Still, the Prime Minister can go to the next election hand-on-heart claiming his Government has banked Australia’s first surplus since the days of Peter Costello.
On the second point, he can do no such thing.
Prior to the 2022 election, Mr Albanese was insistent that Labor’s policies on border protection were virtually the same as the Coalition’s. There was an acceptance that they’d lost the ideological battle. Australians did not want to return to the days of desperate people, conned into making perilous journeys by people smugglers, dying by the hundreds on our doorstep.
And so, Labor would continue to support Operation Sovereign Borders.
Labor would continue to support offshore processing of those seeking asylum.
Labor would continue to support third country resettlement for those whose claims for asylum were found to be genuine.
The only point of difference was that Labor would end the use of temporary protection and safe haven enterprise visas — but this was only a small tweak which would apply only to those who arrived in Australia prior to 2013.
It was reminiscent of Kevin Rudd’s 2007 mission to morph into Howard-lite — all the stuff you liked about the Liberals but with some of the spiky bits filed down to be a little more palatable.
But if anyone fell for it in 2022, they know better now.
Labor’s handling of both immigration and border security has been nothing short of disastrous.
Record levels of overseas arrivals pushed Australia’s population up by 2.5 per cent (or 659,800 people) in the year to September 2023. Housing has failed to pace with demand, fuelling a crippling nationwide housing crisis. Labor now says it will cap new arrivals at 260,000 by 2025.
Boats carrying asylum seekers are once again turning up in the nation’s north.
But most damning are its repeated and significant failings on immigration detention, which have compromised community safety.
The latest chapter of this slow-motion implosion is the revelation that nearly one in five of the non-citizens released after the High Court’s ruling that indefinite detention was unlawful are alleged to have reoffended since their release.
That’s in addition to news that a number of violent foreign criminals were allowed to remain in the country as a result of Immigration Minister Andrew Giles’ direction that strong connections to Australia could be used as grounds to fight deportation orders.
The level of incompetence displayed has been something to behold.
And it has solidified in voters’ minds that damning perception that Labor has been so desperate to shake — that it can’t be trusted to protect our borders.

MATERIAL =>
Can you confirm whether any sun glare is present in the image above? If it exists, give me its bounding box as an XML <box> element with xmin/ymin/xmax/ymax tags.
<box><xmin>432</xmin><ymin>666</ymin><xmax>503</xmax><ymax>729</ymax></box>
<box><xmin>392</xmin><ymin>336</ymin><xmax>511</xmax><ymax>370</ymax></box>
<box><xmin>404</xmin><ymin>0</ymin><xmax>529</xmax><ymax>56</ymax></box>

INSTRUCTIONS =>
**A.** According to the commentary on Labor's border policy, by how much did record overseas arrivals increase Australia's population in the year to September 2023?
**B.** From the commentary on Labor's border policy, extract the passage that starts at the words "Labor would continue to support third" and stops after the words "prior to 2013.".
**C.** Condense the paragraph of the commentary on Labor's border policy that opens with "Prior to the 2022 election," keeping its main facts.
The material above is separate from the commentary on Labor's border policy.

TASK ANSWERS =>
**A.** By 2.5 percent, or 659,800 people.

**B.**
Labor would continue to support third country resettlement for those whose claims for asylum were found to be genuine.
The only point of difference was that Labor would end the use of temporary protection and safe haven enterprise visas — but this was only a small tweak which would apply only to those who arrived in Australia prior to 2013.

**C.** Before the 2022 election, Mr Albanese insisted Labor's border protection policies were virtually the same as the Coalition's, accepting that Labor had lost the ideological battle. Australians did not want a return to desperate people, conned by people smugglers into perilous journeys, dying by the hundreds on the nation's doorstep.